■ RECORDS FOR THE TASK:

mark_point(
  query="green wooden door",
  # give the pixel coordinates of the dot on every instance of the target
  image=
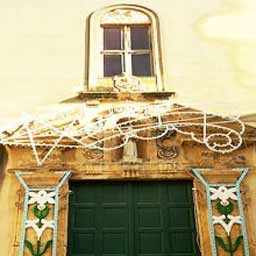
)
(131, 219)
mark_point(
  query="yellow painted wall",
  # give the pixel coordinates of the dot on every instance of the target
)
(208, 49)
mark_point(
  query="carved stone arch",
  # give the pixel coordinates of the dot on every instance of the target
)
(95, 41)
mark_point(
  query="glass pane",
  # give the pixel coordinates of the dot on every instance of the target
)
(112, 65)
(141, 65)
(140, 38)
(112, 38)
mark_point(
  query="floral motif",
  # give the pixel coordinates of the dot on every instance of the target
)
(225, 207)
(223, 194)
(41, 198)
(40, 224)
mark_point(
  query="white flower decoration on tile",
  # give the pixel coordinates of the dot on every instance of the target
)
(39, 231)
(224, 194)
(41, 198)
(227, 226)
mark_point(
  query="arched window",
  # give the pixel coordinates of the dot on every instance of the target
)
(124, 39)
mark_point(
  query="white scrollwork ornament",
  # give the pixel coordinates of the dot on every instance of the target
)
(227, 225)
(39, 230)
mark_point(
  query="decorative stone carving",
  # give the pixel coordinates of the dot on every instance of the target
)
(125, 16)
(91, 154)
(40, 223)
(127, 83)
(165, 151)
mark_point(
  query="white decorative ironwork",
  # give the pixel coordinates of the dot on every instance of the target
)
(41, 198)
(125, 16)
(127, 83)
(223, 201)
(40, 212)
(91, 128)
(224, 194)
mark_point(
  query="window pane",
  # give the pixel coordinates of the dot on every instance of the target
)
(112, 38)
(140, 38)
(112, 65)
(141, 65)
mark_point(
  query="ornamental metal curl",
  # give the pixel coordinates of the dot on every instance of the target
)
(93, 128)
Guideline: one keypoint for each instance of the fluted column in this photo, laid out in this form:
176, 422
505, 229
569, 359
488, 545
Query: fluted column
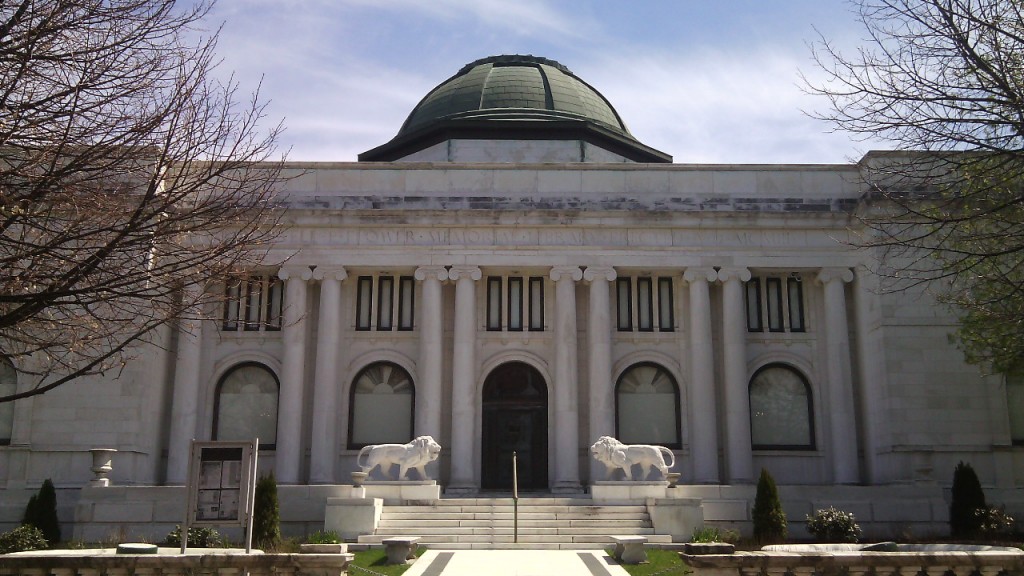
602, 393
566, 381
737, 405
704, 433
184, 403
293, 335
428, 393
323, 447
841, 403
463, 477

■ WORK ORDER: Each entry must be reproduced word for word, and any image among them left out.

■ TASK RESULT:
mark_point(
  query="green wooden door",
  # give the pixel coordinates of the dot on every instance of the target
  image=
)
(131, 219)
mark_point(
  query="yellow painted wall",
  # give the pixel coordinates of the dot on every instance of the target
)
(208, 49)
mark_point(
  query="carved stone arch",
  # give the pixel coordinates of the dot on every instance of the target
)
(95, 41)
mark_point(
  query="glass pane",
  # give the pixel coordinates of the dot on every instance of the target
)
(112, 65)
(141, 65)
(140, 38)
(112, 38)
mark_point(
  query="floral motif",
  # give the pixel coordinates of the dot on every instance of the target
)
(225, 207)
(223, 194)
(41, 198)
(40, 224)
mark_point(
  query="white flower decoration on tile",
  # give the pixel coordinates of the dot on every instance of the target
)
(39, 231)
(224, 194)
(41, 198)
(227, 226)
mark_point(
  query="arched window",
  # give the pixel coordinates of the dot on every instance of the target
)
(124, 39)
mark_point(
  query="white scrollwork ornament",
  # give the pixel coordinates of the dot on every instance of the target
)
(227, 225)
(39, 230)
mark_point(
  query="decorative stone carving",
  # give the pixel coordinates of the dot on every instance of the target
)
(125, 16)
(91, 154)
(40, 223)
(127, 83)
(165, 151)
mark_point(
  query="white decorative ironwork",
  # give the pixel coordinates of the dot on every instance of the target
)
(41, 198)
(125, 16)
(127, 83)
(223, 201)
(40, 212)
(91, 128)
(224, 194)
mark_point(
  query="window pane",
  # give the pixel coordinates of the dot on every instance of the target
)
(112, 38)
(140, 38)
(112, 65)
(141, 65)
mark_point(
  query="ornamental metal curl",
  # give the pixel coordinates of the dot on every instance of the target
)
(93, 128)
Guideline: one keypoint for each instance of the fluted column in this photo, laid out in this form:
176, 422
505, 229
569, 359
488, 545
Query: fluted column
602, 393
566, 381
737, 405
704, 433
184, 403
293, 335
428, 393
323, 447
841, 403
463, 477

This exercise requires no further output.